* **Questions on the material**:
(a) Transcribe the part of the text on newspaper funding starting with "In 2017, The" and going on through "of the iceberg.".
(b) In the text on newspaper funding, what year did The Guardian create theguardian.org?

* **Reading text**:
The Firebreak recently ran a memorial for the mainstream media, showing how the economic model had shifted, affecting the viability or objectivity of most large newsprint organizations. One of the survival solutions was to transform newsgroups into a type of non-profit, seeking donations to fund independent journalism.
In 2017, The Guardian created theguardian.org, a charity wing to fund news stories in The Guardian along the same lines as NGOs fund campaigns. Skeptics would argue that they are taking donations in exchange for ink and this became evident after a public outcry when they applied for and received a large donation from an animal rights-focused foundation, Open Philanthropy, in exchange for multiple stories against livestock farming. But this is only the tip of the iceberg.

* **Available data**:
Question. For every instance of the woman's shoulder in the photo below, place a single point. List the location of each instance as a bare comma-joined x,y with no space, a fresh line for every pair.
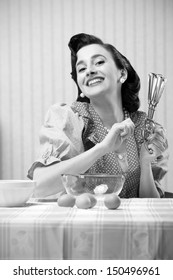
138,117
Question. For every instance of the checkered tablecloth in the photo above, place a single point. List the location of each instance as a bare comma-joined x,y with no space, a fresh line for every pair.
138,229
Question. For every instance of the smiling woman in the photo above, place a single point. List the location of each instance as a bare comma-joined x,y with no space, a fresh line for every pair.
101,132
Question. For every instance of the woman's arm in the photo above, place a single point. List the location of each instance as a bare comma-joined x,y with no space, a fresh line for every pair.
157,144
48,178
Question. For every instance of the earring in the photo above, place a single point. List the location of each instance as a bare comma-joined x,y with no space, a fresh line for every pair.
82,95
122,80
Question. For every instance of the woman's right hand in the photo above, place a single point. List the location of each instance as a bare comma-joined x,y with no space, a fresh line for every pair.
115,139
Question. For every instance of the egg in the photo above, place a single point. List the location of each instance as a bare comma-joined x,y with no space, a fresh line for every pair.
93,199
112,201
66,200
85,201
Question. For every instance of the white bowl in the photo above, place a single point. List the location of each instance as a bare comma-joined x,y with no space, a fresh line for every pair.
15,192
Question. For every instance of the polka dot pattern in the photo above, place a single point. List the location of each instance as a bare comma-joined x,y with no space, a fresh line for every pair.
95,132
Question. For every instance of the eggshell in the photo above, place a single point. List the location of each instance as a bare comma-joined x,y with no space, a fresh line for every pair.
83,201
93,199
66,200
112,201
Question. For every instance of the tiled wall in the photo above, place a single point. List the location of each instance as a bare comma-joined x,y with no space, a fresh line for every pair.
35,63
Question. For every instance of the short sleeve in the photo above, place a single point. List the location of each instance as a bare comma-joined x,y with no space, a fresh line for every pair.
60,137
160,169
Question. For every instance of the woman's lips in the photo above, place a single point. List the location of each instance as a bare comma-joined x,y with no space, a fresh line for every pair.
94,81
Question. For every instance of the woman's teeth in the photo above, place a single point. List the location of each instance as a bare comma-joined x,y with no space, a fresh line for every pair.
94,81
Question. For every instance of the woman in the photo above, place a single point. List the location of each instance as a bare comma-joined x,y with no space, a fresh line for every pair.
102,131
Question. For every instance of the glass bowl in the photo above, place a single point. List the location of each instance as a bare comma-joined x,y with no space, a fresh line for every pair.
96,184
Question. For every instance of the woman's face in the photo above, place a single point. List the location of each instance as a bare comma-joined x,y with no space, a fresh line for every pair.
97,73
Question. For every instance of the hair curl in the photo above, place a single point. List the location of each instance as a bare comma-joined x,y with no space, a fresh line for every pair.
130,88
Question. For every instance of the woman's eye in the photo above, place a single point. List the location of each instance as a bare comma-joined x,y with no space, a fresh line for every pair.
100,62
81,69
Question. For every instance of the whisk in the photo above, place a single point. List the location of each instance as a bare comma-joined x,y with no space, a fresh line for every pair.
156,86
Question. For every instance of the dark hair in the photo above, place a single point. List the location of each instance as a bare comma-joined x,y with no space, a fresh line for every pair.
130,88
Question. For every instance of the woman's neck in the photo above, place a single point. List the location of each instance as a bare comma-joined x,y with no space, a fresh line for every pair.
110,112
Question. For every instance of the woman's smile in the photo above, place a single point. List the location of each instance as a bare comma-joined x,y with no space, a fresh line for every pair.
96,71
94,81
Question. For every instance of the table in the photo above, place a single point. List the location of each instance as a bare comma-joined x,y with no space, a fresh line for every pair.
138,229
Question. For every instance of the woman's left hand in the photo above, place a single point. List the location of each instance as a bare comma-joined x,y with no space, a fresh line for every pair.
155,146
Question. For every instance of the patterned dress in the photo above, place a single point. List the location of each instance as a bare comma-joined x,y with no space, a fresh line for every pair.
69,131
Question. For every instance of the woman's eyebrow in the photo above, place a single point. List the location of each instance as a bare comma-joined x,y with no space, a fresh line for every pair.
92,57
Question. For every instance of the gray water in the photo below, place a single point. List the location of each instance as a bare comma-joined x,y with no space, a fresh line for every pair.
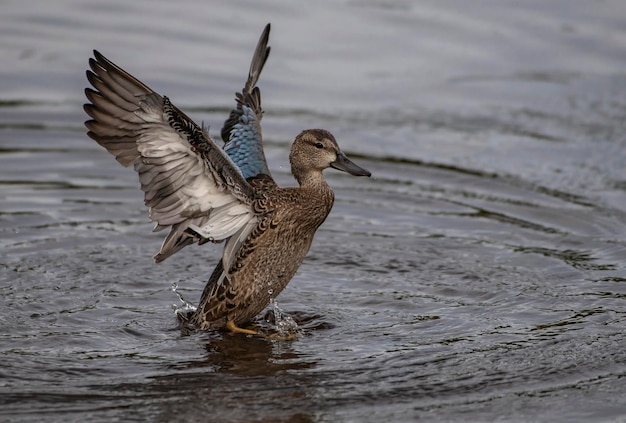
479,275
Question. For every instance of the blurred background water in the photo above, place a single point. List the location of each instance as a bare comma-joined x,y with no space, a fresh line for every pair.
478,276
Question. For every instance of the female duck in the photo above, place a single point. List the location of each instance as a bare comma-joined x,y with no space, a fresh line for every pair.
206,193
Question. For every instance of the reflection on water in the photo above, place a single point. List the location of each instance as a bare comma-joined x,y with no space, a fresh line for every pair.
477,276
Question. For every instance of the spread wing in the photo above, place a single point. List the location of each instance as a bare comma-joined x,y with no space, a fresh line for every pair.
242,129
190,184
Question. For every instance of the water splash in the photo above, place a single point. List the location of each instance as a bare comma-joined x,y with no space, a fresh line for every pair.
183,309
285,325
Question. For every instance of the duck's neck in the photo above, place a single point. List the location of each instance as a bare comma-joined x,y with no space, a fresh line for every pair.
310,179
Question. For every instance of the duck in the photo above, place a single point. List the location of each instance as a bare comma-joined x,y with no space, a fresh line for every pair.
203,192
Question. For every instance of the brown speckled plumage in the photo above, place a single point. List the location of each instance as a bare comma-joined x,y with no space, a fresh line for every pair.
205,193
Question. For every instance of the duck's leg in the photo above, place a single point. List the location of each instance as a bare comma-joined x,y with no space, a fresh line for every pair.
232,326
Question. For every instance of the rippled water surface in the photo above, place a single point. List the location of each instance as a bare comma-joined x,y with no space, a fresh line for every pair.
477,276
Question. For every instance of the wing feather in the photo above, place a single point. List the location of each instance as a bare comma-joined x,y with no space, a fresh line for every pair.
242,130
189,183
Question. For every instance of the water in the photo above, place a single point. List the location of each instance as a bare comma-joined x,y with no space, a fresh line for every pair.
478,276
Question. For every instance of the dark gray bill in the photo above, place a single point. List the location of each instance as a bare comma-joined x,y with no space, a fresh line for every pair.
345,164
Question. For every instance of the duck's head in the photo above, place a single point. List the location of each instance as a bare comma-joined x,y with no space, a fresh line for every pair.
315,150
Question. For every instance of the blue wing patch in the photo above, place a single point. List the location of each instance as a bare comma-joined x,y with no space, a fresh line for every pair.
242,129
245,146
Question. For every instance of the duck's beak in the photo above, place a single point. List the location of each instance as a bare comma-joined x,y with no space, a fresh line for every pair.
345,164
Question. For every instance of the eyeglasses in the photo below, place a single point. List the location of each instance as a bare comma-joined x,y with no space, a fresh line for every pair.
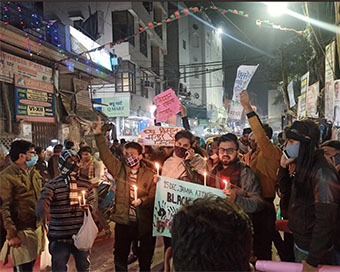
229,151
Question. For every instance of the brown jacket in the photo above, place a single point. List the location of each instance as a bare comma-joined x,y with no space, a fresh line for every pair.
146,189
265,161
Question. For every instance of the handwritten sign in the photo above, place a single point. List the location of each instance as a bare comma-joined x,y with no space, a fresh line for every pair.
243,77
171,194
160,136
167,105
312,100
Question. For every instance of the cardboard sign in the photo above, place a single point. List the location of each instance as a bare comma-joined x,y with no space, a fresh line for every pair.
171,194
160,136
167,105
312,100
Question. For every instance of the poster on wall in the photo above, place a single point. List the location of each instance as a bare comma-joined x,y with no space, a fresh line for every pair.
301,113
35,100
312,101
304,83
11,65
171,194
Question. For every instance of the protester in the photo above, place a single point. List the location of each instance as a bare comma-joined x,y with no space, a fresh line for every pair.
210,234
69,145
20,186
60,207
264,160
314,196
243,186
244,142
41,164
133,216
53,169
91,170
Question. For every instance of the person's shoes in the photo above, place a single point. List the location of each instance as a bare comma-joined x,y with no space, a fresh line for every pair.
132,258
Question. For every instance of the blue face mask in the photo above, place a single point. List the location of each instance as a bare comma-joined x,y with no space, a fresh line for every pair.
32,162
293,150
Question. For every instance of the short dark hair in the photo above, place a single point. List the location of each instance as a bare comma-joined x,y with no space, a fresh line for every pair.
19,147
38,150
229,137
136,146
58,148
69,145
214,234
332,143
268,130
185,134
85,149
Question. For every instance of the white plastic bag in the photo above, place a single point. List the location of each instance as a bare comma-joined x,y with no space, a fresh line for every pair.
85,237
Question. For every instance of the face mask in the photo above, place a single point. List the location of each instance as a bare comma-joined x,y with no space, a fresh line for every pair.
293,150
180,151
32,162
131,161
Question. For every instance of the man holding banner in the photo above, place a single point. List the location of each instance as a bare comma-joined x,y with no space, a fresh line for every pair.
135,195
238,181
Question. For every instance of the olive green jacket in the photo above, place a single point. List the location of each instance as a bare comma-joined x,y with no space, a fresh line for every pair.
19,192
146,189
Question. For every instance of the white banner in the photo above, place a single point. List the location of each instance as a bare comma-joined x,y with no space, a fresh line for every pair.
171,194
304,83
292,102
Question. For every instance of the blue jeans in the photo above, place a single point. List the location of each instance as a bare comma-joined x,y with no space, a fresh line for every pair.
61,252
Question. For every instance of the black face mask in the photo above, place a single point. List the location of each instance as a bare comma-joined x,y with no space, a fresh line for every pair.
180,151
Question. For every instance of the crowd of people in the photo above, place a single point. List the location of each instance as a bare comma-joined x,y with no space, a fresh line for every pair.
208,234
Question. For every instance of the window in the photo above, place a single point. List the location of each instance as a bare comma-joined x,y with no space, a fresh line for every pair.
122,26
126,78
155,59
143,43
145,84
148,6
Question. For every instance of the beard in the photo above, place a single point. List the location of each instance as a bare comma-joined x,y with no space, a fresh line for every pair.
226,160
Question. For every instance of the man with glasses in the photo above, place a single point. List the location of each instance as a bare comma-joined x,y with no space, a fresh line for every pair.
234,177
20,186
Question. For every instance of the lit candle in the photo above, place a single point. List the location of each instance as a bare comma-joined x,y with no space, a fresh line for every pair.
84,200
157,167
226,183
135,187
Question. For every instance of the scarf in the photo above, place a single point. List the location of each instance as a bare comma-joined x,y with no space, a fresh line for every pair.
70,176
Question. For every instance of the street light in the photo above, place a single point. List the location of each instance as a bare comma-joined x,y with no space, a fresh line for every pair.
276,8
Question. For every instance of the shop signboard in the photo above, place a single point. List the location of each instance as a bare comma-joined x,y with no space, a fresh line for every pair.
312,101
159,136
118,106
171,194
11,65
35,100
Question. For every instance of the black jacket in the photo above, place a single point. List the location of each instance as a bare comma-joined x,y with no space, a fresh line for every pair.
312,217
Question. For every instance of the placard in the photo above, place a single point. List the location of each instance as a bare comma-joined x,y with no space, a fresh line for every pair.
159,136
167,104
171,194
35,100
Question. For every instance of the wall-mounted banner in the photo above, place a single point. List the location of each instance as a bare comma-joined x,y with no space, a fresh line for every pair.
292,102
171,194
243,77
35,100
11,65
312,100
304,83
167,104
301,113
118,106
160,136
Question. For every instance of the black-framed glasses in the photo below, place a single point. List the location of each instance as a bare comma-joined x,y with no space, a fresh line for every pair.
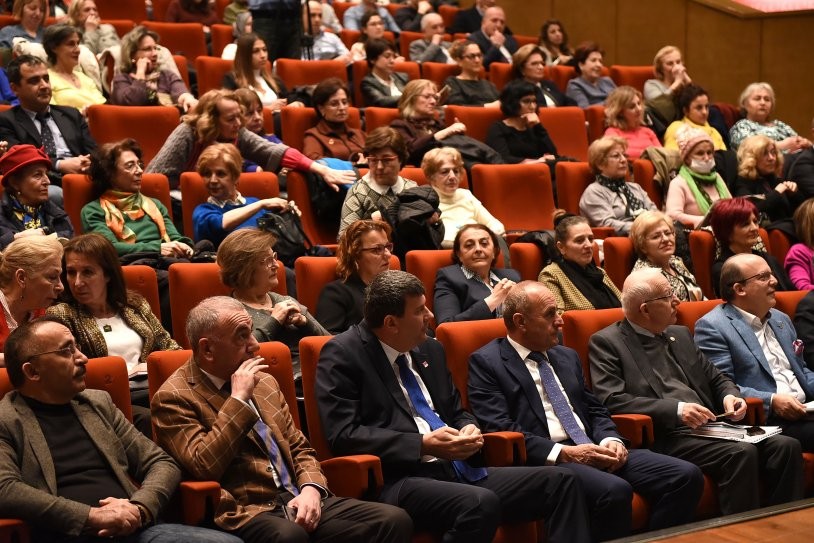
67,351
378,250
762,277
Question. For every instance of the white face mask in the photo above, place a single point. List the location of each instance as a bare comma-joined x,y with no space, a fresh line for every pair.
702,166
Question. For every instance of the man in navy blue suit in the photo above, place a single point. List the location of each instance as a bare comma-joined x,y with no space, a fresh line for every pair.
527,383
757,346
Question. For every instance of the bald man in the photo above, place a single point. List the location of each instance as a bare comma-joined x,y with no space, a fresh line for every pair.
514,385
645,364
757,346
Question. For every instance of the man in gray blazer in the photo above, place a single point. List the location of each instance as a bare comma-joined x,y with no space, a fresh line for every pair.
644,364
71,465
432,47
757,346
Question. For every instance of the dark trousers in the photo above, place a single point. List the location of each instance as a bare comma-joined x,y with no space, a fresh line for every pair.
282,33
343,519
672,488
471,513
737,468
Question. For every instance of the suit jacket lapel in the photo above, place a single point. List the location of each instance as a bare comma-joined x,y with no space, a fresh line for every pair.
517,369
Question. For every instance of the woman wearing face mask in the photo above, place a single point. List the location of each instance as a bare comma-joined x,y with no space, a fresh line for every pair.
693,101
697,185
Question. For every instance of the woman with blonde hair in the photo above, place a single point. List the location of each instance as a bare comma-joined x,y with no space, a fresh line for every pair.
364,252
671,74
624,115
30,281
217,119
654,240
760,164
799,263
757,101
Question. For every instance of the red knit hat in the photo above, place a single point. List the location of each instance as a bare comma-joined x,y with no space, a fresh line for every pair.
19,157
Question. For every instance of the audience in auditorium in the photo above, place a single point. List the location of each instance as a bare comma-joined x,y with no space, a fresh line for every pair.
799,262
697,185
364,252
432,47
634,371
590,86
382,86
495,43
25,209
612,200
248,266
528,64
671,74
331,136
624,117
443,169
653,236
734,222
473,287
226,210
141,82
520,137
574,279
469,88
554,43
29,281
385,152
69,86
758,102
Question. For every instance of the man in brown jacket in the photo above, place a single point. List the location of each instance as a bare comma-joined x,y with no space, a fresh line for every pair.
224,420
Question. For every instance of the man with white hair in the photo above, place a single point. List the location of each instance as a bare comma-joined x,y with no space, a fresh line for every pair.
757,346
645,364
432,47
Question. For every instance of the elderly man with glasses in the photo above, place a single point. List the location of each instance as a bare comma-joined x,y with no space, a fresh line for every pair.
645,364
757,346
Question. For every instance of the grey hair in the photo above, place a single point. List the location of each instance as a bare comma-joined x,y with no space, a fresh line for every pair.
205,317
638,287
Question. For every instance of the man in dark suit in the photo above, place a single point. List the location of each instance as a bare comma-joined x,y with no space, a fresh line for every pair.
66,137
527,383
757,346
223,419
71,465
644,364
383,388
496,44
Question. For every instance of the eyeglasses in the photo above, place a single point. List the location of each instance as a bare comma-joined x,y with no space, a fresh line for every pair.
385,160
665,297
762,277
378,250
67,351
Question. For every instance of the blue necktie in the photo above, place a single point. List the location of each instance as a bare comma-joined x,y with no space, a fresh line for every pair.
558,400
465,471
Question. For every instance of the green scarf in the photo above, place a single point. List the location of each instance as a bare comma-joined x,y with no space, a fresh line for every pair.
701,197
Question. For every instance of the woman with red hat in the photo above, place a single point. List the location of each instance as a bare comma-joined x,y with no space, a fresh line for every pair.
24,207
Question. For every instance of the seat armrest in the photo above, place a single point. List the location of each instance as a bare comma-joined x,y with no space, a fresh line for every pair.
504,449
755,413
357,476
637,429
199,500
13,530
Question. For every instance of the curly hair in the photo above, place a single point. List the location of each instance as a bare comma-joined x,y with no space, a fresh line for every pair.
350,245
749,152
103,163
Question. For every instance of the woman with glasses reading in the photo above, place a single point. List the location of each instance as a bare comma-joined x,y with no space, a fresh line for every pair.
472,288
248,266
574,278
654,240
611,200
364,252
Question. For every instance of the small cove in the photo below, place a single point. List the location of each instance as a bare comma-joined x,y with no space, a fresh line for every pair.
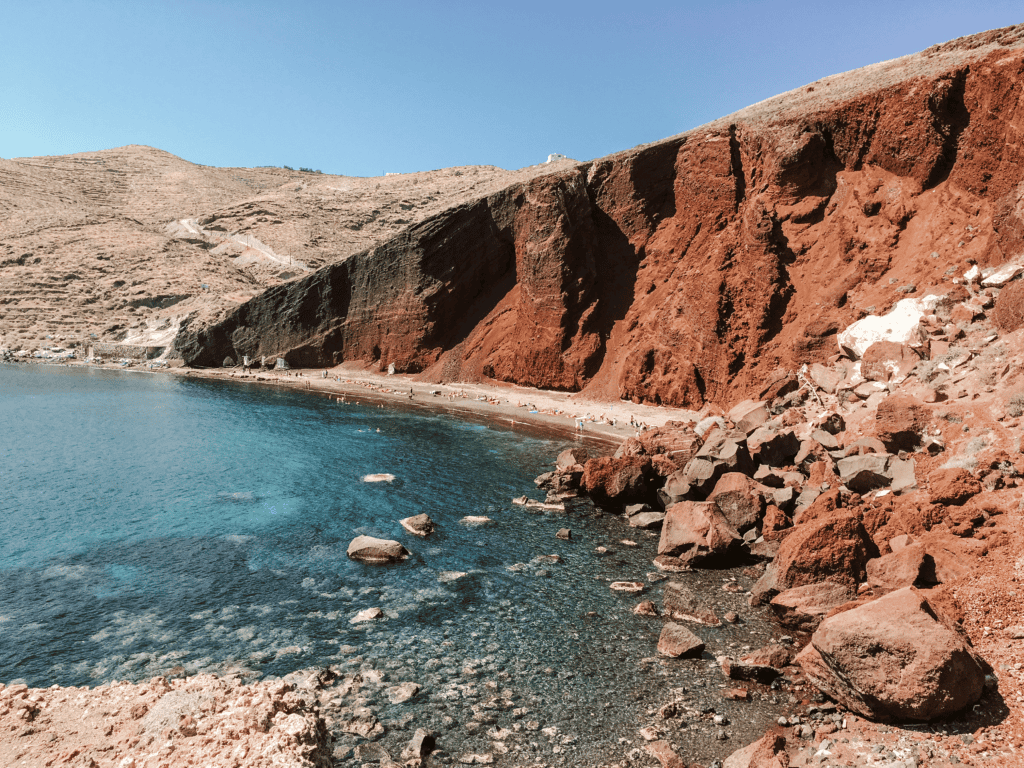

* **Response list**:
(a)
In 2017, The Guardian created theguardian.org, a charity wing to fund news stories in The Guardian along the same lines as NGOs fund campaigns. Skeptics would argue that they are taking donations in exchange for ink and this became evident after a public outcry when they applied for and received a large donation from an animal rights-focused foundation, Open Philanthropy, in exchange for multiple stories against livestock farming. But this is only the tip of the iceberg.

(b) 2017